What you should do:
Give back exactly the lines that start at the one containing "Each instance of the scattered" and run to the end of the material, leaving out the pictures.
[Information provided]
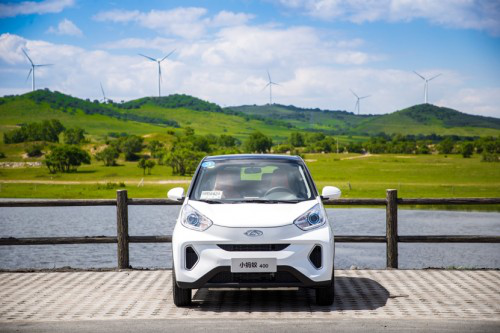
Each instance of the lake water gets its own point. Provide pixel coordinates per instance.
(160, 220)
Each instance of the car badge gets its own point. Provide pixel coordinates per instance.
(254, 233)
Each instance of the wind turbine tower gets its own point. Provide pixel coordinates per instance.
(358, 104)
(270, 85)
(426, 85)
(32, 69)
(104, 99)
(158, 61)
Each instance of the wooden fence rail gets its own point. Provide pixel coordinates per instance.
(123, 239)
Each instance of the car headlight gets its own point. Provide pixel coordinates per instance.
(193, 219)
(313, 218)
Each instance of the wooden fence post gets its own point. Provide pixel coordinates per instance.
(391, 228)
(122, 228)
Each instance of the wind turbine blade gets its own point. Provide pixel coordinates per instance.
(435, 76)
(102, 90)
(27, 56)
(168, 55)
(27, 77)
(423, 78)
(147, 57)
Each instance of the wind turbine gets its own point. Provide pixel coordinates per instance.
(104, 99)
(270, 85)
(32, 69)
(426, 85)
(158, 61)
(358, 105)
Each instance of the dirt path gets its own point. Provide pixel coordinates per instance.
(356, 157)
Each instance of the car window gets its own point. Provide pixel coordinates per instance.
(251, 181)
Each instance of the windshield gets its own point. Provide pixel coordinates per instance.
(252, 181)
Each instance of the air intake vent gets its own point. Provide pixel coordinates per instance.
(191, 257)
(252, 247)
(315, 256)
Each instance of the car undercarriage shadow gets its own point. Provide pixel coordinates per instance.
(351, 293)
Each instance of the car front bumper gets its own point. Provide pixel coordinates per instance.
(213, 267)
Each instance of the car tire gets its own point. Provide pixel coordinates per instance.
(182, 297)
(325, 296)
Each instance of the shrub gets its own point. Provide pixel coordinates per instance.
(34, 150)
(66, 158)
(467, 149)
(74, 136)
(108, 156)
(258, 142)
(490, 157)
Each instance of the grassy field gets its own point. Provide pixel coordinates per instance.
(357, 176)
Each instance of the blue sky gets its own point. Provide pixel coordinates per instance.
(316, 50)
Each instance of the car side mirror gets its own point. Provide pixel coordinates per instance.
(331, 192)
(176, 194)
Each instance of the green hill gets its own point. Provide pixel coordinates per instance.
(141, 116)
(418, 119)
(428, 119)
(333, 122)
(151, 115)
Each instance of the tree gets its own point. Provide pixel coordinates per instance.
(108, 156)
(47, 130)
(34, 150)
(183, 158)
(467, 149)
(258, 142)
(227, 141)
(297, 139)
(189, 131)
(155, 146)
(74, 136)
(150, 164)
(130, 146)
(142, 164)
(446, 146)
(66, 158)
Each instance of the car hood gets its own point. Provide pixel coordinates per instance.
(252, 215)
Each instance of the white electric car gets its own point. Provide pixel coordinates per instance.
(252, 221)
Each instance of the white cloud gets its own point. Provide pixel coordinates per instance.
(66, 27)
(466, 14)
(186, 22)
(32, 7)
(230, 69)
(158, 43)
(225, 18)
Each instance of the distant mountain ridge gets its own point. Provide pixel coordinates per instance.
(206, 117)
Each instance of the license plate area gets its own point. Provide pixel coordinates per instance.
(253, 265)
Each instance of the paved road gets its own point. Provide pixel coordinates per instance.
(360, 325)
(442, 300)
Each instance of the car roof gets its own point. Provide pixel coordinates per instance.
(253, 156)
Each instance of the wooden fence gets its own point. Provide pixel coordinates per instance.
(123, 239)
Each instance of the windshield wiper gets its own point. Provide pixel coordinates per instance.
(269, 201)
(212, 201)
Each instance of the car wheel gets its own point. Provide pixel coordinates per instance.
(325, 296)
(182, 297)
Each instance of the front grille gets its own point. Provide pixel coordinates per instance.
(191, 257)
(278, 277)
(253, 247)
(315, 256)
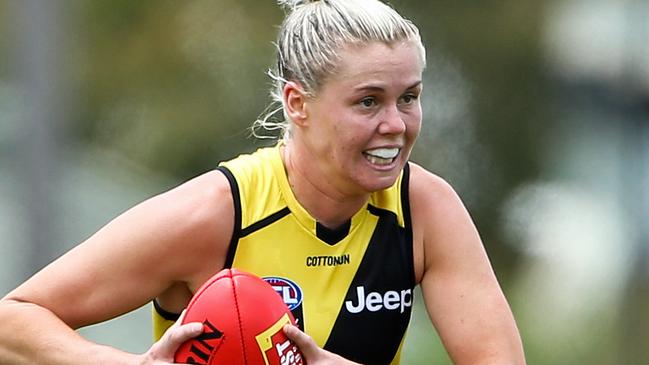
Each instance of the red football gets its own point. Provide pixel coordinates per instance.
(242, 320)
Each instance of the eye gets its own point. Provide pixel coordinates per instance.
(409, 98)
(368, 102)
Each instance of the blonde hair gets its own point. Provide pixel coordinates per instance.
(309, 40)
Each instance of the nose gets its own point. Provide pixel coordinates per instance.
(392, 121)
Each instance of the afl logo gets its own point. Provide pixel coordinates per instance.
(287, 289)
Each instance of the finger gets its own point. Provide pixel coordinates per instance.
(177, 335)
(303, 341)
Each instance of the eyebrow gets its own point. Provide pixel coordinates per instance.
(372, 87)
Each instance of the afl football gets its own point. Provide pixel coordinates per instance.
(242, 318)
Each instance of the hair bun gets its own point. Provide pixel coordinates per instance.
(293, 4)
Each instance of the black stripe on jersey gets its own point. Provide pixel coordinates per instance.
(265, 222)
(405, 207)
(375, 314)
(332, 236)
(169, 316)
(236, 200)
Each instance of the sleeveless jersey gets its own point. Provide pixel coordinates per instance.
(351, 288)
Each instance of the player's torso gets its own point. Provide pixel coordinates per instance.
(350, 289)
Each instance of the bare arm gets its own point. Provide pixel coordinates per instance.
(461, 292)
(177, 238)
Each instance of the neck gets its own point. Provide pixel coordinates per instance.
(317, 192)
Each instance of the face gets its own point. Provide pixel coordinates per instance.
(360, 127)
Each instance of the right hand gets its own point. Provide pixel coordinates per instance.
(162, 352)
(313, 355)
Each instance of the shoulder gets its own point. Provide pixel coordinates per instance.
(442, 227)
(429, 191)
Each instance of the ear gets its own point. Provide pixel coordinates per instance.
(295, 102)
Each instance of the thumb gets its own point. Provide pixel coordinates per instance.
(176, 335)
(304, 342)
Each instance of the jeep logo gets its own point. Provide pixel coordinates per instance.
(374, 301)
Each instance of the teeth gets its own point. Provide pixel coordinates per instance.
(383, 152)
(381, 156)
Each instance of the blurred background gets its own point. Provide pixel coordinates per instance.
(537, 112)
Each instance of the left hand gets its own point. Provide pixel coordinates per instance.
(313, 355)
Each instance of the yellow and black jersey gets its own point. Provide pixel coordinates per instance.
(350, 288)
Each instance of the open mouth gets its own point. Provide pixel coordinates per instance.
(381, 156)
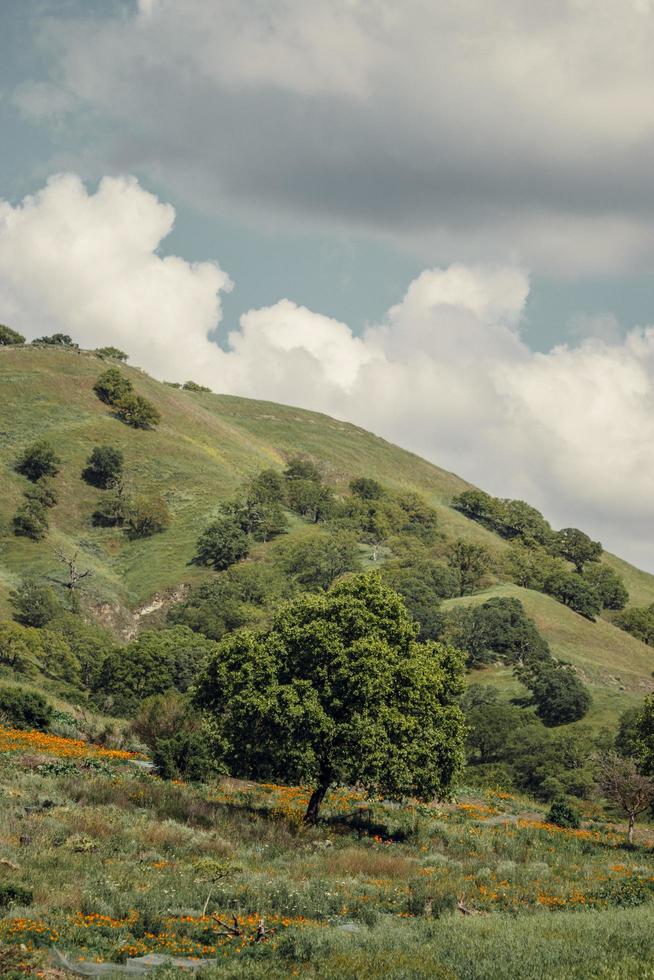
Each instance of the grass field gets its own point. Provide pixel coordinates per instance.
(616, 667)
(120, 864)
(201, 453)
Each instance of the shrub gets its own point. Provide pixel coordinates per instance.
(113, 352)
(35, 604)
(111, 386)
(314, 559)
(103, 467)
(193, 386)
(576, 547)
(43, 493)
(14, 895)
(366, 489)
(558, 694)
(30, 521)
(111, 511)
(162, 716)
(185, 755)
(147, 516)
(56, 340)
(336, 691)
(564, 814)
(469, 562)
(38, 460)
(19, 648)
(575, 592)
(155, 663)
(608, 585)
(25, 709)
(137, 411)
(222, 544)
(9, 337)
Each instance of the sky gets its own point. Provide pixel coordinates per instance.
(432, 219)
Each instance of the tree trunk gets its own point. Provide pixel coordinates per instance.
(318, 795)
(630, 832)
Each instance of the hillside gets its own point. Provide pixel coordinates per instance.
(205, 447)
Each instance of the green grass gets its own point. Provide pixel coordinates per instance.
(121, 863)
(616, 667)
(204, 449)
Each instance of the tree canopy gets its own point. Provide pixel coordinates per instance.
(38, 460)
(9, 337)
(339, 691)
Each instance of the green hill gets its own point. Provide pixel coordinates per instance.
(203, 450)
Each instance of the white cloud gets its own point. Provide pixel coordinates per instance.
(484, 130)
(445, 374)
(88, 263)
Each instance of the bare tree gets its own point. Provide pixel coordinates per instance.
(620, 780)
(75, 576)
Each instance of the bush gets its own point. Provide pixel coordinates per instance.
(56, 340)
(9, 337)
(185, 755)
(103, 467)
(608, 585)
(576, 547)
(43, 493)
(366, 489)
(35, 604)
(222, 544)
(162, 716)
(111, 511)
(155, 663)
(469, 562)
(14, 895)
(193, 386)
(30, 521)
(558, 694)
(137, 411)
(25, 709)
(564, 814)
(575, 592)
(147, 516)
(114, 352)
(111, 386)
(38, 460)
(314, 559)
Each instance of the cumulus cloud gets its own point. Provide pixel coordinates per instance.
(445, 373)
(89, 263)
(490, 129)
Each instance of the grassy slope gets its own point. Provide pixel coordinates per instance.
(203, 450)
(616, 667)
(205, 447)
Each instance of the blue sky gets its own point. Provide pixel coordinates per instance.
(433, 219)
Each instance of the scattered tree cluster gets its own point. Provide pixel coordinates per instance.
(39, 463)
(114, 353)
(339, 691)
(57, 340)
(9, 337)
(116, 390)
(499, 630)
(541, 557)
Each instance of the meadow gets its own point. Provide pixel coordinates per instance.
(119, 863)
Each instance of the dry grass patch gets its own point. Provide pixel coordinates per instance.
(355, 862)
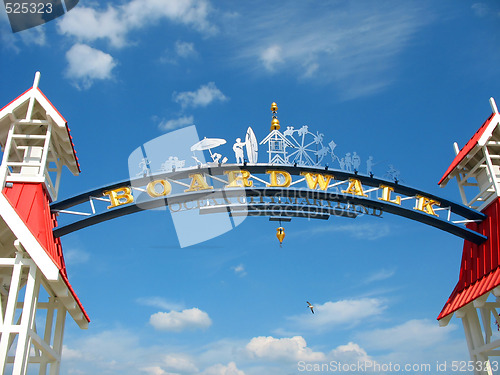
[/Information provided]
Task response:
Each instance of the scattered tree cluster gets its own point. Provide pixel coordinates per instance.
(39, 463)
(114, 353)
(339, 691)
(57, 340)
(9, 337)
(116, 390)
(499, 630)
(541, 557)
Each instance of the meadow gets its own point. Provide pixel coordinates per instance.
(119, 863)
Each instance of the dry grass patch gets its own point. Provide pixel coordinates per instance.
(355, 862)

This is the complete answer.